* Start EXCERPTED DATA *
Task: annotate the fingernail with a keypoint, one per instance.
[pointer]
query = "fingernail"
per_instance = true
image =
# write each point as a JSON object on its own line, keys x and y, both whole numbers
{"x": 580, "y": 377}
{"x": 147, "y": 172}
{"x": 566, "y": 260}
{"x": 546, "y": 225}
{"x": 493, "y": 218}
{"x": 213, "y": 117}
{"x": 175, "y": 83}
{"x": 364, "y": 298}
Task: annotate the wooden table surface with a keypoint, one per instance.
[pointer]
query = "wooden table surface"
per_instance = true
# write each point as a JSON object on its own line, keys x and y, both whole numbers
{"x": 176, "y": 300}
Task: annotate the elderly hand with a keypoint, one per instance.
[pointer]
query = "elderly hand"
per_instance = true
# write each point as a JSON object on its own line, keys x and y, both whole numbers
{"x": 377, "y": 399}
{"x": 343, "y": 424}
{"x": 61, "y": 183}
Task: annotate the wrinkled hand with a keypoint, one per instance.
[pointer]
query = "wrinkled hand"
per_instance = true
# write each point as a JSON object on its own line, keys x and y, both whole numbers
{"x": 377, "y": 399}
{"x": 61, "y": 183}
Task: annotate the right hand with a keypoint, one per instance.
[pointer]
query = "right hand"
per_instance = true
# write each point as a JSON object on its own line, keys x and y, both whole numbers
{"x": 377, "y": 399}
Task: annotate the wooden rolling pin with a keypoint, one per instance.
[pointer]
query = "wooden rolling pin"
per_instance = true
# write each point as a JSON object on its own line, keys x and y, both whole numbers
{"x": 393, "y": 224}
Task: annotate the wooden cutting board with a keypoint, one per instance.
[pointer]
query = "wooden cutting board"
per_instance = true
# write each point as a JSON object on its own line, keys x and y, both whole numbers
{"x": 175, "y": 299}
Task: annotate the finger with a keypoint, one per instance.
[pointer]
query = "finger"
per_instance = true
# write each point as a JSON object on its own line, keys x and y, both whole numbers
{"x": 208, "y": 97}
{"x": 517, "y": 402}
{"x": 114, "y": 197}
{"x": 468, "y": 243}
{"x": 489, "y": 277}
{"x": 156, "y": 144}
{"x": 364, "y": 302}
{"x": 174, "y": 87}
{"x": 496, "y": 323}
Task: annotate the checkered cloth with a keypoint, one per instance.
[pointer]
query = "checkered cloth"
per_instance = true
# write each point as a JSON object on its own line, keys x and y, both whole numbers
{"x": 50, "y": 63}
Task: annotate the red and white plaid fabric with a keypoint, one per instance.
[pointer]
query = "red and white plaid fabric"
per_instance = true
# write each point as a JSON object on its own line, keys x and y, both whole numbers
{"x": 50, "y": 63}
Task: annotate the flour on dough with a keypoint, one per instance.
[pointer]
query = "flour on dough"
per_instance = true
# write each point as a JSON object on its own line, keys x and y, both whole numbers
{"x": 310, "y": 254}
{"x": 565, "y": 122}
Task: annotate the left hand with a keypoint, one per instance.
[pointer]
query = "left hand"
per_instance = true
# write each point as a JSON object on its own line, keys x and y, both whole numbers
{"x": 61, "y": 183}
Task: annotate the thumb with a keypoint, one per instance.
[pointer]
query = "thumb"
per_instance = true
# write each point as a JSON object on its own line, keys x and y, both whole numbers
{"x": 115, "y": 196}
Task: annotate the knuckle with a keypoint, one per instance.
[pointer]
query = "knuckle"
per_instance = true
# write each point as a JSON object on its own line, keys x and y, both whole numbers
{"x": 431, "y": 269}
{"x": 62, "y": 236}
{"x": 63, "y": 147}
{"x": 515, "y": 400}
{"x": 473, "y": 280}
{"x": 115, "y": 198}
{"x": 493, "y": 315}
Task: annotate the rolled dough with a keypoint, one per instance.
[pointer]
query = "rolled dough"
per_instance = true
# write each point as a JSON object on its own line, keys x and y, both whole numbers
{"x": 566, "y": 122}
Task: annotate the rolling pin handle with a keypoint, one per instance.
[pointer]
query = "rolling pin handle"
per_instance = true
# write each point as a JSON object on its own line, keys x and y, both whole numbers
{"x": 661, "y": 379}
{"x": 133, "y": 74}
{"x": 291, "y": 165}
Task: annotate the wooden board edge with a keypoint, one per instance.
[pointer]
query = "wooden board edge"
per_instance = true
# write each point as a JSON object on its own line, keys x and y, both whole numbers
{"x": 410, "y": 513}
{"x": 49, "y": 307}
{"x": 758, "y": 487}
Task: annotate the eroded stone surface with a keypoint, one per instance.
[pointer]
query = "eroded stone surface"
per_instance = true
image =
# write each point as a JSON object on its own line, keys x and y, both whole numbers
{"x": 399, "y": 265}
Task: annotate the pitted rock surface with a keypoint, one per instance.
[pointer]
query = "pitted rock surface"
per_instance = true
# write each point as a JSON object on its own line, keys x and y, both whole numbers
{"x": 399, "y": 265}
* End EXCERPTED DATA *
» **THE TASK**:
Return the full listing, character for character.

» **FINISHED EXERCISE**:
Task: annotate the fingernail with a keypoint, one per instance.
[pointer]
query = "fingernail"
per_instance = true
image =
# write each point as a JSON object on its own line, keys x and y, both whole numbers
{"x": 580, "y": 377}
{"x": 147, "y": 172}
{"x": 566, "y": 260}
{"x": 546, "y": 225}
{"x": 493, "y": 218}
{"x": 213, "y": 117}
{"x": 175, "y": 83}
{"x": 364, "y": 298}
Task: annotate the wooden table surface with a keypoint, one per instance.
[pointer]
query = "wooden table surface"
per_instance = true
# write each point as a JSON object on its own line, keys x and y, both whole numbers
{"x": 176, "y": 300}
Task: annotate the elderly hand with a keypoint, one per instance.
[pointer]
query = "elderly hand"
per_instance = true
# write each point as a JSON object on its own line, keys x and y, both whole numbers
{"x": 377, "y": 399}
{"x": 343, "y": 424}
{"x": 61, "y": 183}
Task: annotate the wrinkled hand with a keypoint, one per instance.
[pointer]
query = "wrinkled hand"
per_instance = true
# write each point as a JSON object on its own line, keys x and y, both whole numbers
{"x": 377, "y": 399}
{"x": 61, "y": 183}
Task: annotate the right hand with a keypoint, one per instance.
[pointer]
query = "right hand"
per_instance = true
# write each point as a JSON object on its own line, keys x and y, both whole numbers
{"x": 377, "y": 399}
Task: annotate the wooden rolling pin with a keypoint, one per instance.
[pointer]
query = "wooden rolling pin"
per_instance = true
# write each point as a JSON object on its own line, keys x and y, both whole numbers
{"x": 393, "y": 224}
Task: annotate the wooden cutting board with a keypoint, one per instance.
[pointer]
query = "wooden cutting board"
per_instance = true
# write each point as a JSON object on its own line, keys x and y, both whole numbers
{"x": 175, "y": 299}
Task: annotate the finger with a keypoint, one per instance.
[pointer]
query = "finger"
per_instance = true
# write each point as a JSON object on its own line, keys x and y, both whole numbers
{"x": 208, "y": 97}
{"x": 517, "y": 402}
{"x": 114, "y": 197}
{"x": 468, "y": 243}
{"x": 489, "y": 277}
{"x": 156, "y": 144}
{"x": 364, "y": 302}
{"x": 174, "y": 87}
{"x": 496, "y": 323}
Task: annotate the checkered cloth with a keypoint, one per instance.
[pointer]
query = "checkered cloth"
per_instance = true
# write each point as a JSON object on its own line, keys x and y, both whole numbers
{"x": 50, "y": 63}
Task: annotate the red and white plaid fabric with a keypoint, one per instance.
[pointer]
query = "red and white plaid fabric"
per_instance = true
# write each point as a JSON object on its own line, keys x and y, both whole numbers
{"x": 50, "y": 63}
Task: annotate the flour on dough with a keypoint, one per instance.
[pointer]
query = "flour on dough"
per_instance = true
# write each point as a JSON object on its own line, keys x and y, both whole numbers
{"x": 310, "y": 254}
{"x": 565, "y": 122}
Task: annotate the left hand with a keypoint, one per instance.
[pointer]
query = "left hand"
per_instance = true
# write each point as a JSON object on its own line, keys x and y, both whole numbers
{"x": 61, "y": 183}
Task: annotate the thumb with a keypoint, one per instance.
[pointer]
query = "thumb"
per_instance = true
# write each point as a JSON object on its own line, keys x and y, both whole numbers
{"x": 115, "y": 196}
Task: annotate the knuckle with a keypoint, one per instance.
[pointer]
query = "knuckle"
per_instance = true
# write each point as a JSON object on its own line, keys x and y, both whole numbers
{"x": 431, "y": 269}
{"x": 62, "y": 236}
{"x": 63, "y": 147}
{"x": 515, "y": 400}
{"x": 473, "y": 280}
{"x": 115, "y": 198}
{"x": 493, "y": 315}
Task: annotate the rolled dough with a keypoint, one per instance.
[pointer]
query = "rolled dough"
per_instance = true
# write each point as a JSON object on its own line, keys x and y, both whole numbers
{"x": 566, "y": 122}
Task: annotate the rolling pin handle with a keypoint, one per instance.
[pointer]
query = "rolling pin handle"
per_instance = true
# write each point as a JSON object on its own line, keys x and y, both whole numbers
{"x": 661, "y": 379}
{"x": 133, "y": 74}
{"x": 291, "y": 165}
Task: annotate the wooden board edge with a keypoint, one per instance.
[pointer]
query = "wooden board edge"
per_instance = true
# write each point as a JSON object on its own line, keys x and y, both whole numbers
{"x": 410, "y": 513}
{"x": 49, "y": 307}
{"x": 758, "y": 487}
Task: annotate the eroded stone surface with a keypoint, one per instance.
[pointer]
query = "eroded stone surface"
per_instance = true
image =
# write each point as a JSON object on its own line, keys x and y, both whole numbers
{"x": 399, "y": 265}
Task: annotate the pitted rock surface with a keypoint, one per instance.
[pointer]
query = "pitted rock surface"
per_instance = true
# write each point as a JSON object on its own line, keys x and y, both whole numbers
{"x": 399, "y": 265}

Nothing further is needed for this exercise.